══ INFORMATION GIVEN ══
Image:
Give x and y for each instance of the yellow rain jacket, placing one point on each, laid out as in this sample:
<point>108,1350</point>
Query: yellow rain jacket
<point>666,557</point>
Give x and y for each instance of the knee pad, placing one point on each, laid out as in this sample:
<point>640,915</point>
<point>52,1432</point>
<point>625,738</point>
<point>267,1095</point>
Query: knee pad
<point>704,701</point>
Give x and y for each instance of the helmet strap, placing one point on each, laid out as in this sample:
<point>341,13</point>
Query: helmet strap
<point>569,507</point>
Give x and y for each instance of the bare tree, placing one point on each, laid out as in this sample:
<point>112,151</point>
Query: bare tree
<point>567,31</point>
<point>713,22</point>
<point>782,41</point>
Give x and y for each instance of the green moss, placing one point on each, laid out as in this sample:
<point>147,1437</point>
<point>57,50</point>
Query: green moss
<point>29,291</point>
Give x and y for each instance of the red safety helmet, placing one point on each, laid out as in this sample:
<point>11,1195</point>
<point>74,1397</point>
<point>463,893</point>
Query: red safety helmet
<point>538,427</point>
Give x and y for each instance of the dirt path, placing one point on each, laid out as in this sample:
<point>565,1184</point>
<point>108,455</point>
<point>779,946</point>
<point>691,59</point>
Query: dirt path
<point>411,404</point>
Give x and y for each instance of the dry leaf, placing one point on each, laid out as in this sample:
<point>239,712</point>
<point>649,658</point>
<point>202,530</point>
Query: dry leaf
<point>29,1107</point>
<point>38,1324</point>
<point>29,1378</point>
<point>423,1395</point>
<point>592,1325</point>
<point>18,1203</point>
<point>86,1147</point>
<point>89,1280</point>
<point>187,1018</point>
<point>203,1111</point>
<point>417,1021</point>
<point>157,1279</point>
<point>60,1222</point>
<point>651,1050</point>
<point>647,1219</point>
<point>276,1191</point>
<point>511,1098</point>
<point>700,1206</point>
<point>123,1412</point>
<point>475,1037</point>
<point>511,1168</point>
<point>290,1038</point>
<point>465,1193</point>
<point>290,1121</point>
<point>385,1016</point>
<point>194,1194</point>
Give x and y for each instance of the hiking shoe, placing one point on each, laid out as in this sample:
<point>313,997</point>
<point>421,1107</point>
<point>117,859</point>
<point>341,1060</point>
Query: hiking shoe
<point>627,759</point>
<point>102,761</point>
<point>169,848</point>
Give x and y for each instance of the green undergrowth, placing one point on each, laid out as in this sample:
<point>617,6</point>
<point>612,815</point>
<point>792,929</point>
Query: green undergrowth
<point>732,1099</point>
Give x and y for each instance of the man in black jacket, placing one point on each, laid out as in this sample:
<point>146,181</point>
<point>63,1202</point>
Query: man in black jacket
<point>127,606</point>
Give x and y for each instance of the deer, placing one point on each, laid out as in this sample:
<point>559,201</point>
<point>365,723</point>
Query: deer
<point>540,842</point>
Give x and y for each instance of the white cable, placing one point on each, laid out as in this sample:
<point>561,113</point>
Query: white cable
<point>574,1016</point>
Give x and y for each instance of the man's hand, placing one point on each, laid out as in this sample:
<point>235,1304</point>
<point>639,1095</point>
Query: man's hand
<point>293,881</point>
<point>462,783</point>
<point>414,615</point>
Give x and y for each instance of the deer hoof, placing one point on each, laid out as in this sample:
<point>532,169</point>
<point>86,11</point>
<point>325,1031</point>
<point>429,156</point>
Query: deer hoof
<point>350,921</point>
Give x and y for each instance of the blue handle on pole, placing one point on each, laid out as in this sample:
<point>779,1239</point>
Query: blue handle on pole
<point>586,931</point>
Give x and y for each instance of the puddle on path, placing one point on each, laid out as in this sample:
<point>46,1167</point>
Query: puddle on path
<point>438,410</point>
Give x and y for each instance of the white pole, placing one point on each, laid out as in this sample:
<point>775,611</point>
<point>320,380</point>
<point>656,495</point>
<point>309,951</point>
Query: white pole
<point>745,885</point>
═══
- [WRITTEN EXERCISE]: Reproduce the material above in full, replacing each occurrence of "Query" with "Label" and leaving everything else untouched.

- [EXERCISE OUTPUT]:
Image:
Give x and y for each instance of the yellow rain jacket, placing one point on each, laid out as in this sample:
<point>108,1350</point>
Label: yellow rain jacket
<point>666,557</point>
Give x and y for each instance of the knee pad, placing one point on each, laid out as in this sample:
<point>640,915</point>
<point>52,1432</point>
<point>625,738</point>
<point>267,1095</point>
Label: knee pad
<point>704,701</point>
Give x and y for each instance of the helmet strap, placing one point on each, laid out as in this sample:
<point>341,13</point>
Label: helmet strap
<point>569,507</point>
Give x and y for each instance of the bare tree, placing one point on each, laid out as in this sample:
<point>112,151</point>
Label: bare tree
<point>567,31</point>
<point>713,22</point>
<point>782,41</point>
Give x and y for each instance of the green moss, placing one point on each, laid out as in this sample:
<point>147,1437</point>
<point>57,50</point>
Label: green moss
<point>29,291</point>
Give x and y for each instance of the red safety helmet, placing one point on each, laid out as in this sample:
<point>11,1195</point>
<point>74,1397</point>
<point>463,893</point>
Label: red safety helmet
<point>538,427</point>
Give x and y for each instance of the dirt path, placing one point on each, laid out as in this sample:
<point>565,1184</point>
<point>108,455</point>
<point>779,946</point>
<point>691,59</point>
Label: dirt path
<point>411,404</point>
Give x and y for each instance of the dry leaf, placing one point on each, laid out as in this sample:
<point>239,712</point>
<point>649,658</point>
<point>202,530</point>
Label: dry leaf
<point>29,1107</point>
<point>38,1324</point>
<point>29,1378</point>
<point>423,1395</point>
<point>592,1325</point>
<point>18,1203</point>
<point>86,1147</point>
<point>89,1280</point>
<point>187,1018</point>
<point>203,1111</point>
<point>417,1021</point>
<point>157,1279</point>
<point>60,1222</point>
<point>651,1050</point>
<point>647,1219</point>
<point>276,1191</point>
<point>511,1098</point>
<point>700,1206</point>
<point>123,1412</point>
<point>475,1037</point>
<point>511,1168</point>
<point>290,1038</point>
<point>465,1193</point>
<point>290,1121</point>
<point>385,1016</point>
<point>194,1194</point>
Give x and y for each instance of the hiking shoe, placing one point on each, laid out as in this sample:
<point>313,997</point>
<point>421,1107</point>
<point>117,859</point>
<point>341,1060</point>
Label: hiking shoe
<point>627,759</point>
<point>102,761</point>
<point>169,848</point>
Give x and y for each instance of the green undergrowth, placing one point on each, laid out as in this sample:
<point>617,6</point>
<point>612,815</point>
<point>792,929</point>
Label: green undergrowth
<point>732,1099</point>
Give x and y for each instance of the man in black jacket, placing one point on each, laid out as in this sample:
<point>146,181</point>
<point>63,1202</point>
Label: man in black jacket
<point>127,606</point>
Give x and y for each instance of the deer, placing one point on each, laid out as in this sample:
<point>559,201</point>
<point>365,723</point>
Label: deer
<point>540,842</point>
Give x and y for each instance of the white cable, placing one point on each, laid out as in this sample:
<point>561,113</point>
Label: white cable
<point>574,1016</point>
Give x and y for each instance of the man's hand, placing one point on each, laid out as in this sample:
<point>235,1304</point>
<point>639,1095</point>
Label: man's hand
<point>293,881</point>
<point>462,783</point>
<point>414,615</point>
Give x and y for each instance of the deer hoof, placing one point on each, laid out as in this sample:
<point>532,169</point>
<point>86,11</point>
<point>325,1031</point>
<point>429,156</point>
Label: deer hoof
<point>350,921</point>
Give x and y for each instance of the blue handle on pole, placing one point on each, laid out as in this sample:
<point>779,1239</point>
Label: blue handle on pole
<point>586,931</point>
Give x and y for each instance of the puddle on path, placing one point on each, laid out as in this sample:
<point>46,1167</point>
Label: puddle on path
<point>438,410</point>
Give x and y for each instance of the white pole, placing one point on each, laid out as in this sample:
<point>775,611</point>
<point>320,380</point>
<point>656,495</point>
<point>309,951</point>
Label: white pole
<point>745,885</point>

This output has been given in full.